>> start
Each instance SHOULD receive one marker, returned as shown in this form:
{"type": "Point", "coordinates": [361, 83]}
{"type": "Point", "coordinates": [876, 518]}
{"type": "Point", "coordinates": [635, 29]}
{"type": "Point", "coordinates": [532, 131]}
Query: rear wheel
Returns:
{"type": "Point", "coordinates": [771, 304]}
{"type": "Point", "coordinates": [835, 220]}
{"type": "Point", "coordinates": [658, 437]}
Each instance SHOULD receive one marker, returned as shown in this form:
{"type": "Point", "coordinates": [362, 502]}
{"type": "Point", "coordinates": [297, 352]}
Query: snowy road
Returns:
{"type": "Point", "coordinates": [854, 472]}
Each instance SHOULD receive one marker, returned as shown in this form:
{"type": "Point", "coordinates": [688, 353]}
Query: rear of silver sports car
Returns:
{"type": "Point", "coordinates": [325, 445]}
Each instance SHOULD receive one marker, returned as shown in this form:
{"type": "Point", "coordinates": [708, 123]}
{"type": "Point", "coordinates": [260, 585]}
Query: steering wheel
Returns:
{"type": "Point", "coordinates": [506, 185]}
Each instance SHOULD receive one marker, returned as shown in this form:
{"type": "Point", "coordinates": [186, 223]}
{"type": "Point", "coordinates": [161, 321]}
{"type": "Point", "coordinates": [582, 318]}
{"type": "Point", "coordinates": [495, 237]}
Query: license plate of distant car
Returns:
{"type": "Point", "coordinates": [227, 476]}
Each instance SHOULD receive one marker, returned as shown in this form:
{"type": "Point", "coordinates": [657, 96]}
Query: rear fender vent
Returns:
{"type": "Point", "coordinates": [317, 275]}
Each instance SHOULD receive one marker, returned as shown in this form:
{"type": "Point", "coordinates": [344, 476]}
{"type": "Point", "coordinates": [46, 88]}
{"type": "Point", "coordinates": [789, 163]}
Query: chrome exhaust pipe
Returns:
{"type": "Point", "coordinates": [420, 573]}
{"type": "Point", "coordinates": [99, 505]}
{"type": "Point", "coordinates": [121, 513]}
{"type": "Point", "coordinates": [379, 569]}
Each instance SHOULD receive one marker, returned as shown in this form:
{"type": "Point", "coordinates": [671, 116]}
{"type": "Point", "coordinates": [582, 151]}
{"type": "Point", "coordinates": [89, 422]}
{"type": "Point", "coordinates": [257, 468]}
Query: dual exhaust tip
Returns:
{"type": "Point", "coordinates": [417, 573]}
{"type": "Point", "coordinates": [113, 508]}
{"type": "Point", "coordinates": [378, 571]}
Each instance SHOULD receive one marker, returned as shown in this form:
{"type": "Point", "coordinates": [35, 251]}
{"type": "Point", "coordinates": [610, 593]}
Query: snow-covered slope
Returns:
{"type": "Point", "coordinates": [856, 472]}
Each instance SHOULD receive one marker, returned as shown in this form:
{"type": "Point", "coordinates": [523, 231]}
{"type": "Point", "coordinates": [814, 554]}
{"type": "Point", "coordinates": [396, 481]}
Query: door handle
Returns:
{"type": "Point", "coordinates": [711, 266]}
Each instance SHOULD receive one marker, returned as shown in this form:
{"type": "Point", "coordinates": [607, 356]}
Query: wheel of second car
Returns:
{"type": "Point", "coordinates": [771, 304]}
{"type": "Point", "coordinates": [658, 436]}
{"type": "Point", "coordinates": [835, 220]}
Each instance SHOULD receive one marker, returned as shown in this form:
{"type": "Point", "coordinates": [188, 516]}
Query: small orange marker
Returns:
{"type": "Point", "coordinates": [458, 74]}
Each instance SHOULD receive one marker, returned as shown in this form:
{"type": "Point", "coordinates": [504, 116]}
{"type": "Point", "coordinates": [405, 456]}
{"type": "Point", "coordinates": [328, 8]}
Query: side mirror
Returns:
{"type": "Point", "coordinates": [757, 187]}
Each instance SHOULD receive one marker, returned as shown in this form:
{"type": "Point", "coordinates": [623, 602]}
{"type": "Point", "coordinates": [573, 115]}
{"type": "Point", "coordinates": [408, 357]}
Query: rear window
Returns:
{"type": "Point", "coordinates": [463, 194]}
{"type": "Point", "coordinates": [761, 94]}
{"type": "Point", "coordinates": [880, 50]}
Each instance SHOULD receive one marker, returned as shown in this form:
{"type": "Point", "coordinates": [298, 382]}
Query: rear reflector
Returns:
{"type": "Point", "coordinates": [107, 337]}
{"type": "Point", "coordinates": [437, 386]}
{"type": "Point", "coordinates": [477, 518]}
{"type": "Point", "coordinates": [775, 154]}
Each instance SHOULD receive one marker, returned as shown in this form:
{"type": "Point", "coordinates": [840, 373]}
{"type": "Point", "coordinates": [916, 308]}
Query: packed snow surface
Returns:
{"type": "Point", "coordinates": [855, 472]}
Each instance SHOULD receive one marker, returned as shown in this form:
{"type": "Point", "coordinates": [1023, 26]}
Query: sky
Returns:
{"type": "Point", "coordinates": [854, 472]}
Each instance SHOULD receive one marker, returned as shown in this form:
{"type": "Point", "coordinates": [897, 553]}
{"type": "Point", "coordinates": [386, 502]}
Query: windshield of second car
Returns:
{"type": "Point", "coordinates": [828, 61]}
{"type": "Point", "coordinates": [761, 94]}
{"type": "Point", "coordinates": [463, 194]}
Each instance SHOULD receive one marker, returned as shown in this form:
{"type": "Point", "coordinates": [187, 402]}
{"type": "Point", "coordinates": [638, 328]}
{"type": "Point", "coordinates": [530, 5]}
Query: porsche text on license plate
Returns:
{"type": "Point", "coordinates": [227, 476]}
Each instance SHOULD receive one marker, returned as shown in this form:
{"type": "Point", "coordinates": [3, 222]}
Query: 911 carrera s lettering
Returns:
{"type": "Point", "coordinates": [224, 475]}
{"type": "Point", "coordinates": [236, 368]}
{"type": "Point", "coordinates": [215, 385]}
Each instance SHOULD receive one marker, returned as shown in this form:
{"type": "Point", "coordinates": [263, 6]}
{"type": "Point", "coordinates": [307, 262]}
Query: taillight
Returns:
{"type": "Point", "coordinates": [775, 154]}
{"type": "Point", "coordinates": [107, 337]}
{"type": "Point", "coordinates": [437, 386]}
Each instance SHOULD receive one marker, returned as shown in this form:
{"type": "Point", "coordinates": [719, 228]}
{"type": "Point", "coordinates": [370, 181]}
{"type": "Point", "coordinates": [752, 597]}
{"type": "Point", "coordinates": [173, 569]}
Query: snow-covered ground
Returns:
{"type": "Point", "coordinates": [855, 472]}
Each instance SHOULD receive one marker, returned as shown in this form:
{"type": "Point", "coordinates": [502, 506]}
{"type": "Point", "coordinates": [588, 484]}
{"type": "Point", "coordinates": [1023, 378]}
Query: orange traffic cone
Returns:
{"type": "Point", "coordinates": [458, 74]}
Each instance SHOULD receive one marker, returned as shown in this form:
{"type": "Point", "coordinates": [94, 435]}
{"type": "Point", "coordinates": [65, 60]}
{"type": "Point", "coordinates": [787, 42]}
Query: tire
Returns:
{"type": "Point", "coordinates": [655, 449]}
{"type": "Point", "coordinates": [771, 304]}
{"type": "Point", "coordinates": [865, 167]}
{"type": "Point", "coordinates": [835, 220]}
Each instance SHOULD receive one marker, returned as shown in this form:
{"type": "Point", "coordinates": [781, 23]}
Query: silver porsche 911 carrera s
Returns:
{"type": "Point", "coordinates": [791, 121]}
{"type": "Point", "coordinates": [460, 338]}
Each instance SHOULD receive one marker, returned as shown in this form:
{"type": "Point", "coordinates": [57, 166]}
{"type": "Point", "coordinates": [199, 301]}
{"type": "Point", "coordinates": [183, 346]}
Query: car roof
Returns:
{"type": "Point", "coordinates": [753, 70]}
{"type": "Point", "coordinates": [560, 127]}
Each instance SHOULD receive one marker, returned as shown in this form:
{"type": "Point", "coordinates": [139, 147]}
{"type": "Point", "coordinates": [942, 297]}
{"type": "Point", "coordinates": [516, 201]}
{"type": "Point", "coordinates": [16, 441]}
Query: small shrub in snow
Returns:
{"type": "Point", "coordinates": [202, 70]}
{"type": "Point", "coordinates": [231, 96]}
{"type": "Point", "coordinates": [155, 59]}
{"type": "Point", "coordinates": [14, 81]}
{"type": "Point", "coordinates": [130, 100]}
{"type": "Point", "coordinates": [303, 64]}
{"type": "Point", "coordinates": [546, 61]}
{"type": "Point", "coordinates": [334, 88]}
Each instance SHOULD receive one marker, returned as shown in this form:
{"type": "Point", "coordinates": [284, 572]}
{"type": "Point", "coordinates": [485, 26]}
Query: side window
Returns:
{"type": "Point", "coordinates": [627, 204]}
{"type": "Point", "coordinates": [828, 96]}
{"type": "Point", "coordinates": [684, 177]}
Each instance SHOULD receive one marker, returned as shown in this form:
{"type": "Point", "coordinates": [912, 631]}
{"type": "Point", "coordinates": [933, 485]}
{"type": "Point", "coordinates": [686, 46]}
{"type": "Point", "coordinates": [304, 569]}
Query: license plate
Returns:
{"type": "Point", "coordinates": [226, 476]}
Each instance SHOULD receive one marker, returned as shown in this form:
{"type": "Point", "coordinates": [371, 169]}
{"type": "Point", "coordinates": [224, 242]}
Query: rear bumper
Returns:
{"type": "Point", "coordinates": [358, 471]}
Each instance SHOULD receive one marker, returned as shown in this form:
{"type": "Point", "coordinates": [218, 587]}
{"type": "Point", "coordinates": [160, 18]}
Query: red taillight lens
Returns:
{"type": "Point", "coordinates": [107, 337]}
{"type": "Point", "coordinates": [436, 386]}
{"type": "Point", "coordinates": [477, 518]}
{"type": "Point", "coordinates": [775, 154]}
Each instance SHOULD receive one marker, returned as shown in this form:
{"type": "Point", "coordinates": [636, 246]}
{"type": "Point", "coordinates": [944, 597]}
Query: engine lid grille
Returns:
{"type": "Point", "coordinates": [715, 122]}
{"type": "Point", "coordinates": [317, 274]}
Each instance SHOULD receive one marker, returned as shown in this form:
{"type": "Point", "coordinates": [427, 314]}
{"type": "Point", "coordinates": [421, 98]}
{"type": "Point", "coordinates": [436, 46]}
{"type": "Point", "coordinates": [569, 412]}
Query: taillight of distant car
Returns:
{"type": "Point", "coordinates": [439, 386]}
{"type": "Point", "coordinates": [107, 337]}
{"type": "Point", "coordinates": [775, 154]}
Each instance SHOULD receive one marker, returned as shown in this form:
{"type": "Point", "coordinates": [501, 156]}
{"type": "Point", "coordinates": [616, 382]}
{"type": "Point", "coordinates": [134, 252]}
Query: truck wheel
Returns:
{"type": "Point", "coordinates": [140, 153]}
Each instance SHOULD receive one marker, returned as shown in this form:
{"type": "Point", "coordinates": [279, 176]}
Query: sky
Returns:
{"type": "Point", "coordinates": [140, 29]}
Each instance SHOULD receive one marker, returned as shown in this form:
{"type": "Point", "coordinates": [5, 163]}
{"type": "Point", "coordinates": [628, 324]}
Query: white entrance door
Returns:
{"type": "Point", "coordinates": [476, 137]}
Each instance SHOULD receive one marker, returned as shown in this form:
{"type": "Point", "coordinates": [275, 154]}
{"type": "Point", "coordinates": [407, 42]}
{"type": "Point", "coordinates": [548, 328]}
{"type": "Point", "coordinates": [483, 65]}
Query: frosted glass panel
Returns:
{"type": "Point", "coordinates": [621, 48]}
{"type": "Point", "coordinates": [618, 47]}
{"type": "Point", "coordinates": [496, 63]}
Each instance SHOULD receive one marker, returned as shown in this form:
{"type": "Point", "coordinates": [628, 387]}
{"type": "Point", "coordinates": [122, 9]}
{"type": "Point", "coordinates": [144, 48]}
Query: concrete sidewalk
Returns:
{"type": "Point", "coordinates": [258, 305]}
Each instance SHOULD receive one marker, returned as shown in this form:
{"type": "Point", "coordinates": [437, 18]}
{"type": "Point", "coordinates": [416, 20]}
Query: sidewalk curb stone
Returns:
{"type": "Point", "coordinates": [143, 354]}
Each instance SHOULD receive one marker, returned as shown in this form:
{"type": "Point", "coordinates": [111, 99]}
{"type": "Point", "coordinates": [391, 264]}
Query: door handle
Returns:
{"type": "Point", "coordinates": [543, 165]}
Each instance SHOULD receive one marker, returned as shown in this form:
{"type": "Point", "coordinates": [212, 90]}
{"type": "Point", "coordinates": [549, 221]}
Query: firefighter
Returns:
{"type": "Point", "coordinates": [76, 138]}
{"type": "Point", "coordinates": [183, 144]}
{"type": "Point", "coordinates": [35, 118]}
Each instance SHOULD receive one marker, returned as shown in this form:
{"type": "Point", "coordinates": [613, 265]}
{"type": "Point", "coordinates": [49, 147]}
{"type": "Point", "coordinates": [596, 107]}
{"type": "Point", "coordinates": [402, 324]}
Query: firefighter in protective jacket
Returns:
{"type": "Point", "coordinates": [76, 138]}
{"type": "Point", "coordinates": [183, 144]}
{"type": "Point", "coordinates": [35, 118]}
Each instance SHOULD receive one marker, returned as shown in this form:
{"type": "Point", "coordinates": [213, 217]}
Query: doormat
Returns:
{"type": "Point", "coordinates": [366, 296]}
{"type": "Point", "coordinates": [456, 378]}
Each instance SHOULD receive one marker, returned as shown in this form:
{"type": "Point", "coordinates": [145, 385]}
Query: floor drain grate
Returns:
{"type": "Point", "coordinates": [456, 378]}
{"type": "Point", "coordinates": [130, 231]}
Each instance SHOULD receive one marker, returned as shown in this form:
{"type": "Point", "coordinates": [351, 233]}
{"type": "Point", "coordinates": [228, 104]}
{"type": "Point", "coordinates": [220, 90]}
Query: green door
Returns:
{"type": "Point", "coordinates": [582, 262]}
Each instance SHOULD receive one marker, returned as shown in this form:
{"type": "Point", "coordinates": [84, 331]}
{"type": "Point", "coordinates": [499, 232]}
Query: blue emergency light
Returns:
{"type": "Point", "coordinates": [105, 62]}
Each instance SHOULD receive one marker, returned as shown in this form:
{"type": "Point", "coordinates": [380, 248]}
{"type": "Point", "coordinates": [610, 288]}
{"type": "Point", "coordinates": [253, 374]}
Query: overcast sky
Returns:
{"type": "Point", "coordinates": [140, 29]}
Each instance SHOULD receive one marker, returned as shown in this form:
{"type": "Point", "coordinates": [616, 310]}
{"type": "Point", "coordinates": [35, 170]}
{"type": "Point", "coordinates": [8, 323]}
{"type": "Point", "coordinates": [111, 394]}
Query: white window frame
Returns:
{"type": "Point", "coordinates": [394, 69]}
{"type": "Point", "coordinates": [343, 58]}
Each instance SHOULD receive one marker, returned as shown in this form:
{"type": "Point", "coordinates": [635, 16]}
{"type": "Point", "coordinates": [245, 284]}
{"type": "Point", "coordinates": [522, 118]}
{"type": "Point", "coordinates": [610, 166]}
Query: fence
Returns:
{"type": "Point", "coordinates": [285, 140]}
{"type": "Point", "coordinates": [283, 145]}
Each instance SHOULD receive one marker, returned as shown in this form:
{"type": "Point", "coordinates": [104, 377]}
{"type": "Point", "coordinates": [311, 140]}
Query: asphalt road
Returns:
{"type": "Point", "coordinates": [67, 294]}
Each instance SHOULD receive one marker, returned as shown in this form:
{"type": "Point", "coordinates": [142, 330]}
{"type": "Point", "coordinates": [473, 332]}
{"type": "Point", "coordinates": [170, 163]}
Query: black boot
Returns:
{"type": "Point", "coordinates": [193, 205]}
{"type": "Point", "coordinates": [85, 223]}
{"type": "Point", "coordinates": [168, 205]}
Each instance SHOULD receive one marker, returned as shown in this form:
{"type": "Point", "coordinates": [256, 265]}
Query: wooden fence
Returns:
>> end
#### Your instructions:
Identify each line of the records above that contains the word "small", and copy those lines in full.

#### Solution:
Query: small orange marker
Query: small shrub in snow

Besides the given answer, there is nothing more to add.